Job.
Please write out the material below exactly as given.

##### Records for the exercise

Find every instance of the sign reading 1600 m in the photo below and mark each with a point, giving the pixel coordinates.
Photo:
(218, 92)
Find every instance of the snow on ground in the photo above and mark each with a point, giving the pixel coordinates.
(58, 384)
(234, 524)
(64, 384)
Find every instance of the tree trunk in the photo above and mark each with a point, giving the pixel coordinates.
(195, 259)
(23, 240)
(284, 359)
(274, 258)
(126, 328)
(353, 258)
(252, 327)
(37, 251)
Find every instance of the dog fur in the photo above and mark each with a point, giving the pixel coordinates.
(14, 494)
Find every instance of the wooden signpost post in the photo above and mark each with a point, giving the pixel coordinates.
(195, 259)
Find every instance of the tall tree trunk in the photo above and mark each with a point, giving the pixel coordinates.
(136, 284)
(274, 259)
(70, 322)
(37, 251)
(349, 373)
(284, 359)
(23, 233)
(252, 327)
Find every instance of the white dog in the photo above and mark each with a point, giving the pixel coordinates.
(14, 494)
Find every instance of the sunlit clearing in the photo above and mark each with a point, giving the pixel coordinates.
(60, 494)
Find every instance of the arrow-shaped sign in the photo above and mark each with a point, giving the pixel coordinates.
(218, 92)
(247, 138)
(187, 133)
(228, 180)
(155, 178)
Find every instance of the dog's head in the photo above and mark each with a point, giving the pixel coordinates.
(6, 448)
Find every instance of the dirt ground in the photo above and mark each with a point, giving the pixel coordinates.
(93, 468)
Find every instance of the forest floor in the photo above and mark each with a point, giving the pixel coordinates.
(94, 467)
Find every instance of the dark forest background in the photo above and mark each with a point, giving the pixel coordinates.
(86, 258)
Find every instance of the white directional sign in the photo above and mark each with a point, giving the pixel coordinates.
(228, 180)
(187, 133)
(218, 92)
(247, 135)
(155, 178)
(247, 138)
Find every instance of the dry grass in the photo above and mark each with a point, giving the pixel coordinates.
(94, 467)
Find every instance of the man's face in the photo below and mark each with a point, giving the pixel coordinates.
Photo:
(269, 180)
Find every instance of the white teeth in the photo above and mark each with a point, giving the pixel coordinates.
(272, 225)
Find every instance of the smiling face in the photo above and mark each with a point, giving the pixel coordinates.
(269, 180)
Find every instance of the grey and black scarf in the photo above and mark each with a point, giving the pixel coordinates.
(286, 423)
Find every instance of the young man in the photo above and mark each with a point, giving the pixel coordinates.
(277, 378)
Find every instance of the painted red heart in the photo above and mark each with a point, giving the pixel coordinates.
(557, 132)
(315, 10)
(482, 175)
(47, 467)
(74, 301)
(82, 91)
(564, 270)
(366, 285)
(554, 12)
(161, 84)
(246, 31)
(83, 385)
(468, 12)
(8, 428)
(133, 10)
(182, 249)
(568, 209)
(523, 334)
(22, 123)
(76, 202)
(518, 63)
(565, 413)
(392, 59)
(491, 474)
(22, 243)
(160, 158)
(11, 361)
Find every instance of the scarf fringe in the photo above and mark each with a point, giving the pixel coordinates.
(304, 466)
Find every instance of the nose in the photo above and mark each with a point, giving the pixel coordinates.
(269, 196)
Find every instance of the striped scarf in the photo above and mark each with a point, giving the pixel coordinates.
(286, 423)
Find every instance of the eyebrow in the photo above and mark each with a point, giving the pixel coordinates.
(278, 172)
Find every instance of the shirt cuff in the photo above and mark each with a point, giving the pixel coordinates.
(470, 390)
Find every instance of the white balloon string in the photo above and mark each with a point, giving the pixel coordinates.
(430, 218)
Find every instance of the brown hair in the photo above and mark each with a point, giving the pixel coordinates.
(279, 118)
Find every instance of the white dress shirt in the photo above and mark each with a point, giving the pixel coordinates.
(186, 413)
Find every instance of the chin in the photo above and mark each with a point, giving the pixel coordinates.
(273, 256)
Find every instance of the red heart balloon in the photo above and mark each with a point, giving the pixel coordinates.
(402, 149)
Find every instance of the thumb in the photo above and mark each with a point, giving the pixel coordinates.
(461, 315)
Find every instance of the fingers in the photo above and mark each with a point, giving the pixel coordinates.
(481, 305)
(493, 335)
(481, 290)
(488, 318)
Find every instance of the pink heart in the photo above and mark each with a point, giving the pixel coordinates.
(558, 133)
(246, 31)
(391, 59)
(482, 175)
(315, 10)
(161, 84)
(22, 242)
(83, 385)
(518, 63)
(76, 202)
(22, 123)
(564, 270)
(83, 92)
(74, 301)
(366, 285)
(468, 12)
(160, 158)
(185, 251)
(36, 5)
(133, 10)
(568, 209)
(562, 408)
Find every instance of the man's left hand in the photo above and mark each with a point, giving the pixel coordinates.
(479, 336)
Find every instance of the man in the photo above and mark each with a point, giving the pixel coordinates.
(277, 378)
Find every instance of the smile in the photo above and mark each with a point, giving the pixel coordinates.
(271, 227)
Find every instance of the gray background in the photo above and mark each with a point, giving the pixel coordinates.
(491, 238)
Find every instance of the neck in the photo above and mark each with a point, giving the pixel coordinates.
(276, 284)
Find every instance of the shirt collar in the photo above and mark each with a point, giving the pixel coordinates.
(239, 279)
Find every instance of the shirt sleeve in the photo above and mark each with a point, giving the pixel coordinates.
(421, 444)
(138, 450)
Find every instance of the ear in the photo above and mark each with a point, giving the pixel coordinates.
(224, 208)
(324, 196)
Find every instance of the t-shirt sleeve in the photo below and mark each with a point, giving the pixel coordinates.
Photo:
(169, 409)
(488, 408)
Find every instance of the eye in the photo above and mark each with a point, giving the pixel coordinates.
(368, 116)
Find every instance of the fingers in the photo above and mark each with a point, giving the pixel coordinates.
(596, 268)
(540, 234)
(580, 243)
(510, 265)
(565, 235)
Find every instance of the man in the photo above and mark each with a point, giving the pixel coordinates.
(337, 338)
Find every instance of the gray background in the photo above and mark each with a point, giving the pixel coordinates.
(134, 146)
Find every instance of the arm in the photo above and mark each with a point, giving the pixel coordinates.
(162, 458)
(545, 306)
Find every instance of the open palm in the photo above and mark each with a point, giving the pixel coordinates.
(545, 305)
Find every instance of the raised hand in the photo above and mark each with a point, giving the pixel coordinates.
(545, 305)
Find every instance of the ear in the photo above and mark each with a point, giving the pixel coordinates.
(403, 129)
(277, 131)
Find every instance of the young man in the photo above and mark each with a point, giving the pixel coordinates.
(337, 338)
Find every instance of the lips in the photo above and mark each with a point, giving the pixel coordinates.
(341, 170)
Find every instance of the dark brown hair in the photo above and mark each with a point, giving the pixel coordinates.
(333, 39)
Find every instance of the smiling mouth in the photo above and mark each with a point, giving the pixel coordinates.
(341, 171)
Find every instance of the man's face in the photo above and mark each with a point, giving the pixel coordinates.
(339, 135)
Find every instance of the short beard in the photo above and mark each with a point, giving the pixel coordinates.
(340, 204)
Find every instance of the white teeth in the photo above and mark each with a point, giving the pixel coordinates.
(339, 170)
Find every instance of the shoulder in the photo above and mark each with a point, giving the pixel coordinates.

##########

Final answer.
Find every instance of the sign reading 1600 m in the photo below and mark each with a point, giving the pixel coordinates.
Photo:
(218, 92)
Find every instance of the snow on ground in the photo above and mark each with a point, giving the pixel coordinates.
(58, 384)
(234, 524)
(64, 384)
Find every instance of the tree trunk in the photo above and mark each with a point, giving the pixel coordinates.
(195, 259)
(23, 240)
(284, 359)
(274, 258)
(126, 328)
(353, 258)
(252, 327)
(37, 251)
Find every instance of the dog fur in the photo above and mark each with a point, giving the pixel coordinates.
(14, 494)
Find every instance of the wooden signpost post in the photo above and mark each with a point, giving the pixel coordinates.
(195, 259)
Find every instance of the tall tree trunk in the photo above and mark each with a point, giving the pixel coordinates.
(136, 284)
(274, 259)
(70, 322)
(37, 251)
(349, 373)
(284, 359)
(23, 233)
(252, 327)
Find every instance of the white dog in the photo above and mark each with a point, giving the pixel coordinates.
(14, 494)
Find every instance of the sunlit clearing in the photo above and mark each with a point, giving the pixel coordinates.
(60, 494)
Find every instance of the arrow-shaped sign in the photo above and mark each with a point, giving the pixel coordinates.
(218, 92)
(247, 138)
(187, 133)
(228, 180)
(155, 178)
Find every instance of the dog's head in the photo above and mark each with a point, giving the pixel coordinates.
(6, 448)
Find every instance of the dirt ground in the photo above and mark each with a point, giving the pixel coordinates.
(93, 468)
Find every instance of the forest floor in the photo above and mark each with a point, giving the pixel coordinates.
(94, 467)
Find every instance of the dark forest background in the photo above and mark each with a point, giving the pixel coordinates.
(86, 258)
Find every instance of the white directional sign in the photo above and mark each with a point, giving the pixel coordinates.
(228, 180)
(187, 133)
(218, 92)
(247, 135)
(155, 178)
(247, 138)
Find every instance of the dry grass in the photo above and mark each with a point, giving the pixel coordinates.
(94, 467)
Find every instance of the man's face in the photo below and mark each with a point, giving the pixel coordinates.
Photo:
(269, 180)
Find every instance of the white teeth in the photo above and mark each with a point, giving the pixel coordinates.
(272, 225)
Find every instance of the smiling face in the photo above and mark each with a point, giving the pixel coordinates.
(269, 180)
Find every instance of the grey and black scarf in the photo above and mark each with a point, giving the pixel coordinates.
(286, 423)
Find every instance of the young man in the photo above and mark each with a point, giving the pixel coordinates.
(277, 378)
Find every instance of the painted red heart in the photo above and mark each with a point, giving the pixel coordinates.
(557, 132)
(315, 10)
(482, 175)
(47, 467)
(74, 301)
(82, 91)
(564, 270)
(366, 285)
(554, 12)
(161, 84)
(246, 31)
(83, 385)
(468, 12)
(8, 428)
(133, 10)
(182, 249)
(568, 209)
(523, 334)
(22, 123)
(76, 202)
(518, 63)
(565, 413)
(392, 59)
(491, 474)
(22, 243)
(160, 158)
(11, 361)
Find every instance of the scarf fringe in the photo above and mark each with a point, giving the pixel coordinates.
(304, 466)
Find every instance of the nose in the photo above and mark each with a point, giving the pixel coordinates.
(269, 196)
Find every instance of the striped scarf in the photo above and mark each with a point, giving the pixel coordinates.
(286, 423)
Find every instance of the eyebrow in the photo above and mark each with a point, giving the pixel coordinates.
(278, 172)
Find every instance of the shirt cuff in the photo above and mark each with a point, giving the pixel coordinates.
(470, 390)
Find every instance of the white balloon string in the photo above and mark each with a point, giving the pixel coordinates.
(430, 218)
Find every instance of the brown hair in the photo above and mark each with a point, giving the pixel coordinates.
(279, 118)
Find every instance of the white dress shirt in the photo above and mark each with a point, giving the pixel coordinates.
(186, 413)
Find every instance of the chin in the photo above and mark each with a point, giving the pixel coordinates.
(273, 256)
Find every instance of the red heart balloon in the photo above and mark each with a point, giving the pixel coordinates.
(402, 149)
Find every instance of the thumb in the photo above and mark each with a point, giving the pixel coordinates.
(461, 315)
Find every instance of the fingers in the photo above and mark each with a point, giving the pixel coordinates.
(481, 305)
(493, 335)
(481, 290)
(488, 318)
Find every instance of the pink heart in the photo above and mark each with a point, giving the pixel coordinates.
(558, 133)
(246, 31)
(391, 59)
(482, 175)
(315, 10)
(161, 84)
(22, 242)
(83, 385)
(518, 63)
(76, 202)
(22, 123)
(564, 270)
(83, 92)
(74, 301)
(366, 285)
(468, 12)
(160, 158)
(185, 251)
(36, 5)
(133, 10)
(568, 209)
(562, 408)
Find every instance of the man's left hand in the photo above and mark each with a point, giving the pixel coordinates.
(479, 336)
Find every instance of the man in the photo above and mark each with a point, giving the pixel coordinates.
(277, 378)
Find every instance of the smile in the photo above and mark each with a point, giving the pixel coordinates.
(271, 227)
Find every instance of the gray background in the photo above and mark each with a point, giving the pixel coordinates.
(491, 238)
Find every instance of the neck in the photo above and mark each with a point, giving the pixel coordinates.
(276, 284)
Find every instance of the shirt collar in the photo above and mark each with a point, giving the pixel coordinates.
(239, 279)
Find every instance of the shirt sleeve in the photo above and mark each with a point, giving the pixel coordinates.
(421, 444)
(138, 450)
Find every instance of the ear in the photo above and mark each with a point, giving the pixel coordinates.
(224, 208)
(324, 196)
Find every instance of the t-shirt sleeve in the photo below and mark each with a point, giving the pixel coordinates.
Photo:
(169, 409)
(488, 408)
Find every instance of the eye in the photo above and mark each with a point, giving the pixel coordinates.
(368, 116)
Find every instance of the fingers in the photo above and mark each with a point, giving the pixel coordinates.
(596, 268)
(540, 234)
(580, 243)
(510, 265)
(565, 235)
Find every instance of the man in the photo above and mark each with a point, giving the pixel coordinates.
(337, 338)
Find every instance of the gray background in the photo above and mark each with a point, giving the pixel coordinates.
(134, 146)
Find every instance of the arm in the photo above and mark each with a point, giving the pixel coordinates.
(162, 458)
(545, 306)
Find every instance of the open palm in the photo above and mark each with a point, giving the pixel coordinates.
(545, 305)
Find every instance of the raised hand in the photo above and mark each with a point, giving the pixel coordinates.
(545, 305)
Find every instance of the ear in the photo above and mark each with a point, giving the pixel coordinates.
(403, 129)
(277, 131)
Find every instance of the young man in the photo above and mark each with a point, giving the pixel coordinates.
(337, 338)
Find every instance of the lips in the photo above and mark each with a point, giving the pixel coordinates.
(341, 170)
Find every instance of the dark brown hair in the photo above and mark each with a point, giving the pixel coordinates.
(333, 39)
Find every instance of the smiling mouth in the photo above and mark each with a point, giving the pixel coordinates.
(341, 171)
Find every instance of the man's face in the photo above and mark each with a point, giving the pixel coordinates.
(339, 135)
Find every instance of the short beard in the photo above and mark each with a point, giving the pixel coordinates.
(340, 204)
Find every instance of the white teeth in the photo above and mark each with a point, giving the pixel coordinates.
(339, 170)
Find every instance of the shoulder in the photo above and mark each with a point, giving the pixel coordinates.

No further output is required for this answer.